_Extracted material_
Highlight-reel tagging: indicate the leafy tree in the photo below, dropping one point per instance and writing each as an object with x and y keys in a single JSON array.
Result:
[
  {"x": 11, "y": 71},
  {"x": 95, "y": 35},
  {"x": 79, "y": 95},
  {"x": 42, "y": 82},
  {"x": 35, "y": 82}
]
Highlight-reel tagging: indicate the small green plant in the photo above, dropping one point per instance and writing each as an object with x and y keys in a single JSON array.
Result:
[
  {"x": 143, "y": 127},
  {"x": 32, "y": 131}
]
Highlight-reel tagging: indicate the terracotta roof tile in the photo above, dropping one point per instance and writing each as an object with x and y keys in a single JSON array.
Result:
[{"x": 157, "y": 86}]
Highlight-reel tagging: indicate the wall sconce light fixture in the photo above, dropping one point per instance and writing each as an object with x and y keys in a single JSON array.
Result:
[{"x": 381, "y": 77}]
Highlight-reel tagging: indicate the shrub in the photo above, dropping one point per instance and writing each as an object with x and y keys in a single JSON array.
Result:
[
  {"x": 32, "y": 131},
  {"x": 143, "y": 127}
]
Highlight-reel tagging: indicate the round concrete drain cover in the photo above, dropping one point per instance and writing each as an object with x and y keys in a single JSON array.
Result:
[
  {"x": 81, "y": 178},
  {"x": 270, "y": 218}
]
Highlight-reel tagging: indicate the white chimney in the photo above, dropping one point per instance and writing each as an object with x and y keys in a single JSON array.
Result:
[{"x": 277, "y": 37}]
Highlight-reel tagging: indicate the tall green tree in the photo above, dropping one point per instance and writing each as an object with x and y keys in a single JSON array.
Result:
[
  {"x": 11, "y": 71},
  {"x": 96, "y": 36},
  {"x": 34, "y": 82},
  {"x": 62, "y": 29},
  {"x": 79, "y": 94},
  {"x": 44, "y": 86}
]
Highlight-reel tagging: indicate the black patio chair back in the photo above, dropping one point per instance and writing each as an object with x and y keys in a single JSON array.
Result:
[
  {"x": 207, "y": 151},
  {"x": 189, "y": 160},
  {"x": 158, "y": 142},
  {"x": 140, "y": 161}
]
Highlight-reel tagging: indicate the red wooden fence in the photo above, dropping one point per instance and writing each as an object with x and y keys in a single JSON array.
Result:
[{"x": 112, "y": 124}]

_Assigned task_
Your answer must be every record above, retyped exactly.

_Worked solution_
Highlight-reel tagging: indicate the leafy tree in the photo below, dropping one point per instance and writing each as an object with x and y keys in a single JSON array.
Result:
[
  {"x": 11, "y": 71},
  {"x": 95, "y": 35},
  {"x": 79, "y": 95},
  {"x": 42, "y": 82},
  {"x": 35, "y": 82}
]
Highlight-reel tagging: indicate the small green plant in the photo above, dropping one point per instance and writing each as an object with x and y keys in a single JSON array.
Result:
[
  {"x": 143, "y": 127},
  {"x": 32, "y": 131}
]
Highlight-reel tagging: indicate the terracotta roof tile in the photo above, dropping one point per instance and writing each as an object with x and y keys in a single JSON array.
Result:
[{"x": 157, "y": 86}]
Highlight-reel tagging: indicate the wall sconce light fixture in the photo above, dropping one point per instance and writing each as an object with x and y keys in a single JSON array.
Result:
[{"x": 381, "y": 77}]
Highlight-reel tagging: indicate the shrub in the photo above, dropping one point per instance and writing each as an object with x and y keys in a single JSON array.
Result:
[
  {"x": 32, "y": 131},
  {"x": 143, "y": 127}
]
Highlight-reel tagging: indicate the round concrete drain cover in the photo above, dropping one point per instance and writing each as an object with x and y keys in a single JSON array.
Result:
[
  {"x": 81, "y": 178},
  {"x": 270, "y": 218}
]
Highlight-reel tagging: indicate the white chimney in the photo above, dropping one point per instance and writing each as an object with x and y keys in a single JSON array.
Result:
[{"x": 277, "y": 37}]
Highlight-reel tagging: indicate the tall green tree in the photo above, dropping one point per instance and writing each as an object with x and y keys in a single JSON array.
Result:
[
  {"x": 11, "y": 71},
  {"x": 96, "y": 36},
  {"x": 34, "y": 82},
  {"x": 62, "y": 29},
  {"x": 79, "y": 94},
  {"x": 44, "y": 86}
]
Highlight-reel tagging: indicate the black patio chair back in the photo above, dropping one point per instance and writing each as an object with x and y keys in a single JSON array.
Result:
[
  {"x": 207, "y": 151},
  {"x": 189, "y": 160},
  {"x": 158, "y": 142},
  {"x": 140, "y": 161}
]
Highlight-reel tagging: indicate the red wooden fence in the photo above, dropping one point per instance and writing each as an object with x and y keys in a single JSON array.
Result:
[{"x": 112, "y": 124}]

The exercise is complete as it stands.